**DIRECTIONS FOR THIS TASK:** Copy the entries below word for word, from the first line through the line containing "x=428 y=401", and nothing beyond it.

»»

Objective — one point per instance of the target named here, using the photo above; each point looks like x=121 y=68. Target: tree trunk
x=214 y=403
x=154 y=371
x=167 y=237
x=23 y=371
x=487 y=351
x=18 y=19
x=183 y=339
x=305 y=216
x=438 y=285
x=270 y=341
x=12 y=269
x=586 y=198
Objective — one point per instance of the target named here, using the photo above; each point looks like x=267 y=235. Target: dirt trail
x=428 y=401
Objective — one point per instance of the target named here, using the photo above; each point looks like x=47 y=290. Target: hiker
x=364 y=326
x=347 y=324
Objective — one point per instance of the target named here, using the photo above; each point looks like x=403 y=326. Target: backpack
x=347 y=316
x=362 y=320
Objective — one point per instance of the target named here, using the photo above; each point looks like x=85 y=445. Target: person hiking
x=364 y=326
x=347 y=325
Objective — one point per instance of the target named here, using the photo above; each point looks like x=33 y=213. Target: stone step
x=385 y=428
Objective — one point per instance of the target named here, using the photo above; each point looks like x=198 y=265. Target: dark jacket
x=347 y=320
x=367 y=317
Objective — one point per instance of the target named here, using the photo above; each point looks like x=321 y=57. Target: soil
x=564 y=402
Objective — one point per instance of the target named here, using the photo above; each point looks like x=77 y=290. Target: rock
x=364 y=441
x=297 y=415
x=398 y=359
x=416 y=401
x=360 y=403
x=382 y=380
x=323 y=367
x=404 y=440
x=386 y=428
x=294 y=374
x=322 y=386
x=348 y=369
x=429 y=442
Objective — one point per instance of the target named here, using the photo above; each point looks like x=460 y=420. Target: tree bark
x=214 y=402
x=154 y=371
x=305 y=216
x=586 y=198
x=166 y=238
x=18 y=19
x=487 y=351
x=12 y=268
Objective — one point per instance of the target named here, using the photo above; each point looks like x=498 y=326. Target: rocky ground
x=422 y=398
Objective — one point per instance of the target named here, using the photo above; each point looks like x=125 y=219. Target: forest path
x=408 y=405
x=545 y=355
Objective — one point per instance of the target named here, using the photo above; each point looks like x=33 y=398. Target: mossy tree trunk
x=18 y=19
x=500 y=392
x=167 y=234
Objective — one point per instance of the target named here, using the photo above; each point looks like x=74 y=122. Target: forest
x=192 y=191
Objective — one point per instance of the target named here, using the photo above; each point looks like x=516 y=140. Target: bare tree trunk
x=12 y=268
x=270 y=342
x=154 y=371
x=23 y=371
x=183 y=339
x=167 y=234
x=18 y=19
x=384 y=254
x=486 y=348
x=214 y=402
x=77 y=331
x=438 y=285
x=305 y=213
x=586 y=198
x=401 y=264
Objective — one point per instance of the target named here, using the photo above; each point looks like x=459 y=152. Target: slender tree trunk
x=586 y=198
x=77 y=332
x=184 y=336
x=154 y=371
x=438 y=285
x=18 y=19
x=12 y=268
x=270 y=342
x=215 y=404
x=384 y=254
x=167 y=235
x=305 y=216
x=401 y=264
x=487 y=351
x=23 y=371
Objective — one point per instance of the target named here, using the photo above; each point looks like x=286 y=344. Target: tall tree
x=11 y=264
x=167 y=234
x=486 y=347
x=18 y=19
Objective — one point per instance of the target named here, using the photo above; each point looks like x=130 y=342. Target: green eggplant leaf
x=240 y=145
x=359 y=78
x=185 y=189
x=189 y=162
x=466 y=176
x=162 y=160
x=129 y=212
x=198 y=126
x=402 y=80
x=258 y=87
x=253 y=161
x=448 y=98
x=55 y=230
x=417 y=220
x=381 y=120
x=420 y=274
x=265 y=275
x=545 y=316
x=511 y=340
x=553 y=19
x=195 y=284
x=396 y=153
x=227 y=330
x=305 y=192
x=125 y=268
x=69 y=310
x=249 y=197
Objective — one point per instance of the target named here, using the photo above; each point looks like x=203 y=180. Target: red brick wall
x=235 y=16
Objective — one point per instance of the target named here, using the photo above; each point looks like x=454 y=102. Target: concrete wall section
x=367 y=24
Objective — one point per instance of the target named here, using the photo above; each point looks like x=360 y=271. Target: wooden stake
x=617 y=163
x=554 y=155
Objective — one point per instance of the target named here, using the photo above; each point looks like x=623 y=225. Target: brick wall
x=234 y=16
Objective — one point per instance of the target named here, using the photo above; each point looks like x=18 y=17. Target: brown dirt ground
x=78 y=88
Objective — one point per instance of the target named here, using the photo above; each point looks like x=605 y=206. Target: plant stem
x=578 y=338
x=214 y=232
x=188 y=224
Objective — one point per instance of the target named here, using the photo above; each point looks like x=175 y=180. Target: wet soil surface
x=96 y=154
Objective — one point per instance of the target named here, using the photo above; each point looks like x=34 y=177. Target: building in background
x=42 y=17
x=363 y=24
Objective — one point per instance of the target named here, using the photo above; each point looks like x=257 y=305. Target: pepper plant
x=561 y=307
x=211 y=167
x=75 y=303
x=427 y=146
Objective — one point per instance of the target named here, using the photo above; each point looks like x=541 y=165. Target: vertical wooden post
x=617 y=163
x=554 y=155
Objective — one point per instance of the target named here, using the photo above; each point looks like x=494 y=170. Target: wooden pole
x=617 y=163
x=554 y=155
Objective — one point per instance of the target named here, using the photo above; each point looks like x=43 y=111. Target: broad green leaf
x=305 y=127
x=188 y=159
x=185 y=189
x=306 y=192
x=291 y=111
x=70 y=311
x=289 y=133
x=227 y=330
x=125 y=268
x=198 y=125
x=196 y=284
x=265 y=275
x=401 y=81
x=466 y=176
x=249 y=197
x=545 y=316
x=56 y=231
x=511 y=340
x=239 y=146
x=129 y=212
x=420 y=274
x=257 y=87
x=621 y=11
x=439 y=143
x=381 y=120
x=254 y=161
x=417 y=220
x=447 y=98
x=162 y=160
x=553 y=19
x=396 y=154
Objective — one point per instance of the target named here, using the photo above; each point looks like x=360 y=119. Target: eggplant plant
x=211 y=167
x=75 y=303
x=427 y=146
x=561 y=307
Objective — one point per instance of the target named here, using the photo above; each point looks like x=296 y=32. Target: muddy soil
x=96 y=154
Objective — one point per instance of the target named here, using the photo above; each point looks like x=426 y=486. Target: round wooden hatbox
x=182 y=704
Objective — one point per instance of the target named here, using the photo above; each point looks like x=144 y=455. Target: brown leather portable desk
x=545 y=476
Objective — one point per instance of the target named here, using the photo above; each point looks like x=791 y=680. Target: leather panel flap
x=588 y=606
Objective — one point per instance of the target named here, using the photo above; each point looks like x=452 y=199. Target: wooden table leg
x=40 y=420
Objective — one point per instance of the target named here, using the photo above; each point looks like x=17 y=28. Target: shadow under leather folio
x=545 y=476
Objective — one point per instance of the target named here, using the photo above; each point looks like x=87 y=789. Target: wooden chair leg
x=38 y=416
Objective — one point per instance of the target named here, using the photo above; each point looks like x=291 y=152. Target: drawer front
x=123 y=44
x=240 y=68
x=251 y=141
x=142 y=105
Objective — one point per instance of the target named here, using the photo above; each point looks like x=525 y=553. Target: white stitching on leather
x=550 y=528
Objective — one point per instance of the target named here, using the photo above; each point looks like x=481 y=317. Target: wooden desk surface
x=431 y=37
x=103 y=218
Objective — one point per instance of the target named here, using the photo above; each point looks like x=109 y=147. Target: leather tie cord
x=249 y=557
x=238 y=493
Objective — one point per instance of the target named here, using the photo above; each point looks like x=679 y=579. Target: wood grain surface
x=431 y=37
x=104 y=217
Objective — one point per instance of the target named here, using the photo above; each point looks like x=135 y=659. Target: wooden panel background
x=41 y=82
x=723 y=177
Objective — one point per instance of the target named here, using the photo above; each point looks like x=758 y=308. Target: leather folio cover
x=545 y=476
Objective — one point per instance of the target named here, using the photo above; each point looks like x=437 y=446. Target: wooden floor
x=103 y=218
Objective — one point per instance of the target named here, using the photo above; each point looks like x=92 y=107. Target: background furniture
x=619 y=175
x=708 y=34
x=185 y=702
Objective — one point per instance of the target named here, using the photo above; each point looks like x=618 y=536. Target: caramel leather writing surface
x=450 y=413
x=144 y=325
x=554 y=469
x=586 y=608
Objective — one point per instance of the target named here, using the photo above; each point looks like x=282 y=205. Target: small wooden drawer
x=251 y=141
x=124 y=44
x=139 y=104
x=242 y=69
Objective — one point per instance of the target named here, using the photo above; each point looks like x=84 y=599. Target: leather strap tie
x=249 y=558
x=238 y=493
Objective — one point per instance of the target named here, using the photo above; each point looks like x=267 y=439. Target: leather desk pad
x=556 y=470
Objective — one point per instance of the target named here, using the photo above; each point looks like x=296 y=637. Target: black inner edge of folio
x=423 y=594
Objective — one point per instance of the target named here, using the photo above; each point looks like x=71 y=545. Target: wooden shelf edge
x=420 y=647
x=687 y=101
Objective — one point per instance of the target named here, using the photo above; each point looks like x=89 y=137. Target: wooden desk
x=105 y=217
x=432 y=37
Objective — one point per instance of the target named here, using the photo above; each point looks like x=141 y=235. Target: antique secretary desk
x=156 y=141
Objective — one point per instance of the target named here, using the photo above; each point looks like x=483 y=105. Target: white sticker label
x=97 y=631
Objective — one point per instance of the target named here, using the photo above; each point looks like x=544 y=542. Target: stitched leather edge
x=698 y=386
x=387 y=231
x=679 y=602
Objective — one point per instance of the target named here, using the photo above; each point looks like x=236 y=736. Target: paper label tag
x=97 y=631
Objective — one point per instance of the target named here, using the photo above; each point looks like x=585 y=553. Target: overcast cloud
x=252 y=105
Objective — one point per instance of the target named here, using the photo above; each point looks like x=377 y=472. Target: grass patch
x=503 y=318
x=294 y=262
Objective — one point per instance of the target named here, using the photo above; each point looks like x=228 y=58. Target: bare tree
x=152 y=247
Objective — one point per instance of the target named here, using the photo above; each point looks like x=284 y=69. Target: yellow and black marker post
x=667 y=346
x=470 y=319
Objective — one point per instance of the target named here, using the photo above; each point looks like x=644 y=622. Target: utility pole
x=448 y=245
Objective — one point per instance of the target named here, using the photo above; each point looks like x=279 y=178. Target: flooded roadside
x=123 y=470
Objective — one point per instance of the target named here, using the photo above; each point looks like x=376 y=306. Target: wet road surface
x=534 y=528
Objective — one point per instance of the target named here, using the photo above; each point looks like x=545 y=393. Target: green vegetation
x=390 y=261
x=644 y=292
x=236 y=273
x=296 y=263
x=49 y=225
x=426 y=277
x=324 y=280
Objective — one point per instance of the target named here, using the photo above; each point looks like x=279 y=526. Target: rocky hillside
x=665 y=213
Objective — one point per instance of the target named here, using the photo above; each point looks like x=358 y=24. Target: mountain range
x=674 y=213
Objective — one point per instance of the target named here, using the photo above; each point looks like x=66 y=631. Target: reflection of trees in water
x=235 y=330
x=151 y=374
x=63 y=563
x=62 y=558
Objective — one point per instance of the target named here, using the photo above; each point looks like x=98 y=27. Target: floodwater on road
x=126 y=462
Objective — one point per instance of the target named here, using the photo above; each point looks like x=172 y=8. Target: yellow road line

««

**RESPONSE TO THE EXERCISE:**
Objective — one point per instance of the target named here, using the photo above; each point looks like x=121 y=68. Target: tree trunk
x=214 y=403
x=154 y=371
x=167 y=237
x=23 y=371
x=487 y=351
x=18 y=19
x=183 y=339
x=305 y=216
x=438 y=285
x=270 y=341
x=12 y=269
x=586 y=198
Objective — one point per instance of the target named here, using the photo above; each point looks like x=267 y=235. Target: dirt trail
x=428 y=401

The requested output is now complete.